FRAGMENTO:
Que toda decisión tiene sus consecuencias, es irrefutable, al menos para mi. Que no hay peor culpa que la propia, que la que uno mismo se genera, sin duda que también. La culpa en tu piel duele más, porque te convierte a ti mismo en tu propio enemigo. En un hecho traumático (un accidente, por ejemplo) en el que tú eres responsable o sujeto activo, sobrevivir es ya en sí una condena; la muerte, sin duda, es la ejecución, pero sin culpa, por inconsciencia. La defensa de una culpa es un trabajo agónico, casi diría yo draconiano, y no suele desaparecer. Porque la tolerancia humana sobre la culpa es cero, nula, casi imposible. Trabajar en convertir la culpa en responsabilidad es un ejercicio excelente, yo lo aconsejo. Considerar la culpa como anomalía (algo pasajero) y no como dolencia es un primer paso. El siguiente es el de humildad: todos nos equivocamos, y muchas veces. Empecinarnos en disimular nuestro error y, por tanto, defendernos de nuestra hipotética culpa aún a sabiendas que no es así, nos genera más ansiedad que alivio. Y yo en mi vida le he declarado la guerra a la ansiedad, he naturalizado el error y he apuntalado mi sentido de responsabilidad. Toda acción tiene consecuencias, y asumirlo cuanto antes, la mejor terapia.

Trasladado a la vida público o a la clase política, el territorio de la culpa es casi una necesidad. Y probablemente, el del periodismo: casi la gran totalidad de causas generadoras de noticias son de culpa. Destacar lo positivo no suele ser noticia, más que en determinadas situaciones, casi siempre con carácter emocional (recuérdese los aplausos a los sanitarios a las ocho de la tarde durante el confinamiento). Si mi argumento (político) nace de tu culpa (error, voluntario o intencionado), poco podremos extraer para la causa de la solución. Y, en relación con la pandemia, hay una cosa clara: la culpa siempre es del otro, que no cumple las normas, pero mi causa (excusa o argumento), siempre justifica mi acción, por muy culpables que nos hagan sentir.

TAREAS:
**1)** Según el fragmento, ¿cuál es el primer paso para convertir la culpa en responsabilidad?
**2)** Di si cada frase está de acuerdo con el fragmento y copia las palabras de este que lo deciden.
(a) La tolerancia humana sobre la culpa es muy alta.
(b) Disimular nuestro error nos trae más ansiedad que alivio.
(c) Casi todas las noticias nacen de la culpa.

MATERIAL MOSTRADO:
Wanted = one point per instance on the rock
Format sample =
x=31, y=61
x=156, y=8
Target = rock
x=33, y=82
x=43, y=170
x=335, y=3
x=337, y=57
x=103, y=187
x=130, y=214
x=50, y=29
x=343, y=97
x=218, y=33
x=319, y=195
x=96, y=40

SOLUCIONES:
**1)** Considerar la culpa como una anomalía (algo pasajero) y no como una dolencia.

**2)**
(a) No: «la tolerancia humana sobre la culpa es cero, nula, casi imposible».
(b) Sí: «nos genera más ansiedad que alivio».
(c) Sí: «casi la gran totalidad de causas generadoras de noticias son de culpa».